Task set:
**A.** Reproduce the part of the soil profile description starting with "150-165 2C4 Stratified" and going on through "bedding; abrupt wavy boundary.".
**B.** Answer these questions from the soil profile description:
(i) Which horizon designation is given for the layer at 185-211?
(ii) What kind of boundary ends the 2Bk2b1 layer?
(iii) What does the 2C4 layer hold common lenses of?

Source passage:
>>>

98-150 2C3 Stratified light-yellowish-brown (10YR 6/4) loamy fine sand and very fine sand, yellowish-brown (10YR 5/4) moist; massive parting to single grain; few krotovina 6-8 cm in diameter filled with light-grayish-brown (10YR 612) silt loam; abrupt wavy boundary.
150-165 2C4 Stratified light-grayish-brown (10YR 6/2) silt loam, grayish-brown (10YR 5/2) moist; interbedded with laminae of brown (10YR 4/3) silty clay loam, dark-brown (10YR 3/3) moist; massive; very friable; common lenses of sand, granules, and fine pebbles; horizontal bedding; abrupt wavy boundary.
165-185 2ABb1 Brown (10YR 5/3) to yellowish-brown (10YR 5/4) silt loam, brown (10YR 4/3) to dark-yellowish-brown (10YR 4/4) moist; few fine distinct yellowish-brown (10YR 5/6) mottles; weak fine prismatic structure parting to moderate fine and medium granular; friable; very few fine threads of calcium carbonate; common fine and very fine pores; many worm casts and open worm burrows; gradual smooth boundary.
185-211 2Bwb1 Brown (10YR 5/3) to yellowish-brown (10YR 5/4) silt loam, brown (10YR 4/3) to dark-yellowish-brown (10YR 4/4) moist; few fine distinct yellowish-brown (10YR 5/6) mottles; weak fine prismatic structure parting to weak fine and very fine subangular blocky; hard; friable; common fine and medium pores; common worm casts and open worm burrows; gradual smooth boundary.
211-237 2Bk1b1 Pale-brown (10YR 6/3) silt loam, brown (10YR 5/3) to yellowish-brown (10YR 5/4) moist; weak fine prismatic structure parting to weak fine and very fine subangular blocky; hard; friable; common fine threads of calcium carbonate; common fine and medium pores; few worm casts and open worm burrows; gradual smooth boundary.
237-252 2Bk2b1 Brown (10YR 5/3) silt loam, brown (10YR 4/3) to dark-brown (10YR 3/3) moist; weak fine prismatic structure parting to weak fine and very fine subangular blocky; hard, friable; common fine threads of calcium carbonate; common fine and medium pores; abrupt smooth boundary.

<<<

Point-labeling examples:
>>>

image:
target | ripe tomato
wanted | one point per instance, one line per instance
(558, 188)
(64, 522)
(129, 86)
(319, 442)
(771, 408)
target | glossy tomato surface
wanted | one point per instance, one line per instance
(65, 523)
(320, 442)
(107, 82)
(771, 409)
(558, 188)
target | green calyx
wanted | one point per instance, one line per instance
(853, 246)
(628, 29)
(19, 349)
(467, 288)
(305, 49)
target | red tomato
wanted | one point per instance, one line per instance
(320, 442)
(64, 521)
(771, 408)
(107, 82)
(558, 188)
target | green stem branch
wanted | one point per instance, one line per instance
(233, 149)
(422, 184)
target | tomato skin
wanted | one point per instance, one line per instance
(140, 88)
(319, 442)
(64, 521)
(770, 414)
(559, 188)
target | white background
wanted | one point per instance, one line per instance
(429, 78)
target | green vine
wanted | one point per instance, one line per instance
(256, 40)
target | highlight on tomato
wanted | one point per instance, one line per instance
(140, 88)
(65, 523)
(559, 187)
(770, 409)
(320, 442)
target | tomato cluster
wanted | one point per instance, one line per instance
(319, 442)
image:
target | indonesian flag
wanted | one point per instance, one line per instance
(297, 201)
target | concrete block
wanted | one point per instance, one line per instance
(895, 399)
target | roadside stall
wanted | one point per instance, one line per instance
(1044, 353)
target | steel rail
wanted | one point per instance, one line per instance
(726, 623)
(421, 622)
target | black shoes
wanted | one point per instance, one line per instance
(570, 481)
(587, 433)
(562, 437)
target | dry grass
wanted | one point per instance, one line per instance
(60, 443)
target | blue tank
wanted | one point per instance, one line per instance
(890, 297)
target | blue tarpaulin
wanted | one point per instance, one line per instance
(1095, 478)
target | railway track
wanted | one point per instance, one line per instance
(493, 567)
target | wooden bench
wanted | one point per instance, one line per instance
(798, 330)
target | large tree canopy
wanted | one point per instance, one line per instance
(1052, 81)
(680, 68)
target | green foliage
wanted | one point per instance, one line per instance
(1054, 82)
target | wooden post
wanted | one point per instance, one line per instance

<<<

Task solutions:
**A.**
150-165 2C4 Stratified light-grayish-brown (10YR 6/2) silt loam, grayish-brown (10YR 5/2) moist; interbedded with laminae of brown (10YR 4/3) silty clay loam, dark-brown (10YR 3/3) moist; massive; very friable; common lenses of sand, granules, and fine pebbles; horizontal bedding; abrupt wavy boundary.

**B.**
(i) 2Bwb1
(ii) An abrupt smooth boundary
(iii) Sand, granules, and fine pebbles